## The request
Your copy of the material must match it exactly, except that pictures are dropped.

## Dataset items
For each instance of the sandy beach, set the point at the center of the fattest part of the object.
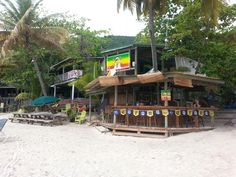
(81, 151)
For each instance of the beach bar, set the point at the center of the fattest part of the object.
(143, 103)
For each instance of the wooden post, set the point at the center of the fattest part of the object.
(115, 103)
(90, 107)
(136, 61)
(177, 121)
(158, 94)
(126, 103)
(73, 92)
(166, 104)
(55, 91)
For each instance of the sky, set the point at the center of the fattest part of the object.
(103, 14)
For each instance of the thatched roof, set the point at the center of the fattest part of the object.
(178, 78)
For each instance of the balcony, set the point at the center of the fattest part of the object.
(73, 74)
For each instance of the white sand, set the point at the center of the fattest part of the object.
(80, 151)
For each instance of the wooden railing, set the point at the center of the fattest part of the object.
(154, 116)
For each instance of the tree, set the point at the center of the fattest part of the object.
(151, 8)
(28, 30)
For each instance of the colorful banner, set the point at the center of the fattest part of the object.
(135, 113)
(165, 95)
(177, 113)
(123, 112)
(149, 113)
(118, 62)
(164, 112)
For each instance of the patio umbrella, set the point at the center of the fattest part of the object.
(43, 100)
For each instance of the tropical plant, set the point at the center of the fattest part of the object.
(27, 29)
(151, 8)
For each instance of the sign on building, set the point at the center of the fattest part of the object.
(74, 74)
(118, 62)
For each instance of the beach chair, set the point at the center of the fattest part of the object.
(81, 118)
(2, 123)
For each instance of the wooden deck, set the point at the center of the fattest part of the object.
(153, 132)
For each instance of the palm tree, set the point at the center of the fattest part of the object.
(150, 8)
(22, 19)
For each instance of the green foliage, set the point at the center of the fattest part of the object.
(118, 41)
(91, 71)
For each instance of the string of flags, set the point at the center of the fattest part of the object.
(164, 112)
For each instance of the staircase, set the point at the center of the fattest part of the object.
(226, 116)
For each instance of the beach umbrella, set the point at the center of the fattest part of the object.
(43, 100)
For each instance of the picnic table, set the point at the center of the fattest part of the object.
(38, 117)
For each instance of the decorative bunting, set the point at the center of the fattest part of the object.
(206, 113)
(123, 112)
(135, 113)
(158, 112)
(129, 111)
(143, 113)
(116, 112)
(211, 113)
(195, 113)
(149, 113)
(183, 112)
(189, 112)
(177, 113)
(165, 112)
(201, 113)
(171, 112)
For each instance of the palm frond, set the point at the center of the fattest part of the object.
(16, 32)
(5, 21)
(13, 15)
(13, 7)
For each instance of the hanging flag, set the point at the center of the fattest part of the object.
(123, 112)
(165, 112)
(149, 113)
(183, 112)
(171, 112)
(129, 111)
(189, 112)
(211, 113)
(195, 113)
(116, 112)
(201, 113)
(135, 113)
(158, 112)
(143, 113)
(177, 113)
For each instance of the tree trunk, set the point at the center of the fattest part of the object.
(152, 37)
(39, 74)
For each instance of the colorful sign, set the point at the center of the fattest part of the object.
(118, 62)
(165, 95)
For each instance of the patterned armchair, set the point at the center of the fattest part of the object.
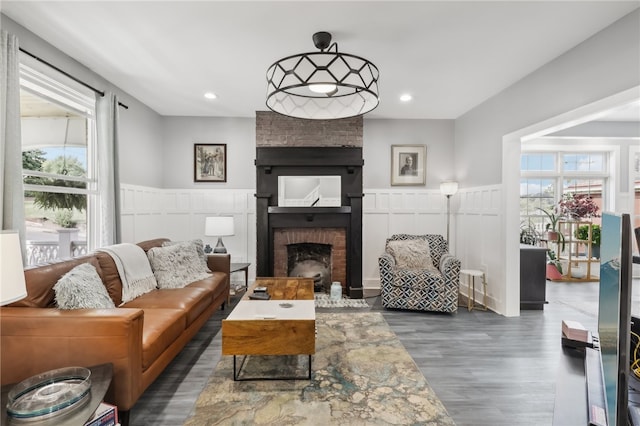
(409, 281)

## Written answer
For each instance of the sandy beach, set the point at the center of the fattest part of the object.
(81, 151)
For each instance of the beach bar, set the point at the center of the fattest part of the object.
(143, 103)
For each instance of the wooden post, set the point at the center of the fattest part of the object.
(115, 103)
(90, 107)
(136, 61)
(177, 121)
(158, 94)
(126, 103)
(73, 92)
(166, 104)
(55, 91)
For each instance of the sky, set the point at the center of the fattest part of the object.
(103, 14)
For each instance of the thatched roof, set the point at the center of the fattest part of the object.
(178, 78)
For each instance of the balcony, set the point at the center of the fattest part of the object.
(73, 74)
For each instance of the white sand, set the point at the center of the fattest part of the object.
(80, 151)
For each instance of the wooden railing, set the point at the center of the fattest part of the object.
(154, 116)
For each instance of the tree, set the point at the center of the fattest part of the object.
(151, 8)
(28, 30)
For each instance of the colorful banner, set the point at the center of the fattest part of the object.
(135, 113)
(165, 95)
(177, 113)
(123, 112)
(149, 113)
(118, 62)
(164, 112)
For each instance of the patio umbrella, set the point at the center of the fattest part of the object.
(43, 100)
For each instance of the tropical plant, set the point at the center of the fattest part of the object.
(27, 29)
(151, 8)
For each instance of the sign on building, set the point at the center of the fattest part of the object.
(74, 74)
(118, 62)
For each instance of the beach chair, set the point at the center of the fattest part of the object.
(81, 118)
(2, 123)
For each instance of the wooden deck, set the point at the center of the fattest part of the object.
(153, 132)
For each instance of the palm tree, set the point at the center of the fattest part of the object.
(150, 8)
(22, 19)
For each instance of the green foliage, set the point at the center of the fattest part of the object.
(118, 41)
(91, 71)
For each instance of the string of flags, set the point at the center of the fattest part of the object.
(164, 112)
For each instance of the staircase, set the point at the center of the fattest part of the object.
(226, 116)
For each instance of the beach umbrella, set the point at the center of the fattest part of the object.
(43, 100)
For each instance of the picnic table, set the point at the center of the fattest part of the object.
(38, 117)
For each instance of the decorative bunting, set the point at the center of the fattest part of the object.
(206, 113)
(123, 112)
(135, 113)
(158, 112)
(129, 111)
(143, 113)
(116, 112)
(211, 113)
(195, 113)
(149, 113)
(183, 112)
(189, 112)
(177, 113)
(165, 112)
(201, 113)
(171, 112)
For each instance of the palm frond, set the point at the center of the fattest part of the object.
(16, 32)
(5, 21)
(13, 15)
(13, 7)
For each instance of the hanging flag, set the point at the center of the fattest part of the object.
(123, 112)
(165, 112)
(149, 113)
(183, 112)
(171, 112)
(129, 111)
(189, 112)
(211, 113)
(195, 113)
(116, 112)
(201, 113)
(135, 113)
(158, 112)
(143, 113)
(177, 113)
For each instance of the tree trunk, set the point at the center of the fattest part of the object.
(152, 37)
(39, 74)
For each instance of the colorful sign, set the point at the center of the fattest part of the object.
(118, 62)
(165, 95)
For each instance of the patterned armchair, set the point at the center of the fattest part of the object.
(409, 281)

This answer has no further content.